[Point annotation dataset records]
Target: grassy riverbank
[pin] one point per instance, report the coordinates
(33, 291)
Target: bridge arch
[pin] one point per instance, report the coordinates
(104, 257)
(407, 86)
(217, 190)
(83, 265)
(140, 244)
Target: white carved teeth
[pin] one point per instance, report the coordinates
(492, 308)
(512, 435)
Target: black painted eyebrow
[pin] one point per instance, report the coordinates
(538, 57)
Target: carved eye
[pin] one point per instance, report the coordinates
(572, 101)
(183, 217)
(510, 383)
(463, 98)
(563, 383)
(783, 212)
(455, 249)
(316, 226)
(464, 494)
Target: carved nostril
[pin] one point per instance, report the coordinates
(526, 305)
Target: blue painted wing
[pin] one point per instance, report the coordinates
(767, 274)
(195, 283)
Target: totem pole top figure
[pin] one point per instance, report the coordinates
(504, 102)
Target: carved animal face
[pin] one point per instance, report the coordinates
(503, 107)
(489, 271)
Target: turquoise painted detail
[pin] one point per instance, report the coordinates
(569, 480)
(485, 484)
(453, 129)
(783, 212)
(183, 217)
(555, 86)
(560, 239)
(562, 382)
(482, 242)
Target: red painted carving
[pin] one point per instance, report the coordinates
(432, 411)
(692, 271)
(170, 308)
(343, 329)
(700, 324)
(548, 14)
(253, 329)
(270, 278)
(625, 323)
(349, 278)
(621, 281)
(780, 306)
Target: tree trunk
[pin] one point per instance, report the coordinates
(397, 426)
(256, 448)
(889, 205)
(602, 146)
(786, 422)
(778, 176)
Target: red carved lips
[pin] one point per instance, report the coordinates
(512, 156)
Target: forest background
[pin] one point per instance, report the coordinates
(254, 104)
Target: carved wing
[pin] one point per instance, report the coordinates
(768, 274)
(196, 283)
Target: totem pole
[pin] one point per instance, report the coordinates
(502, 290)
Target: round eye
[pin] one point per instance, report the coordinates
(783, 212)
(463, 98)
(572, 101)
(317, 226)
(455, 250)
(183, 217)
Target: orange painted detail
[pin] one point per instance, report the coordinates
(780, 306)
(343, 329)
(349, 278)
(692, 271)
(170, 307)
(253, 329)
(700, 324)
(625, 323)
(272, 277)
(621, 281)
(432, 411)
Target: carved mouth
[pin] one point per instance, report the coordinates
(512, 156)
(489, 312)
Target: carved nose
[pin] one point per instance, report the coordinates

Short task — Rewrite every line from the one with "Target: forest background" through the last line of the records, keeping the requests in place, and shift each coordinate in the answers up by 100.

Final result —
Target: forest background
[pin] one point per instance, report the coordinates
(354, 204)
Target: carved wing
[pin] one point per instance, report the coordinates
(868, 374)
(296, 383)
Target: totem pole
[pin] one point per instance, report the coordinates
(602, 390)
Target: round eye
[pin] one point per instance, report the coordinates
(883, 312)
(563, 198)
(672, 201)
(417, 326)
(555, 350)
(283, 317)
Target: orange painted detail
[pin] one point per instance, report the coordinates
(880, 406)
(443, 429)
(449, 378)
(792, 371)
(270, 407)
(353, 429)
(800, 424)
(725, 423)
(372, 377)
(721, 381)
(532, 511)
Target: carved mouth
[pin] one point per instance, report the coordinates
(612, 256)
(589, 412)
Target: carved nose
[pin] one point per instance, report the coordinates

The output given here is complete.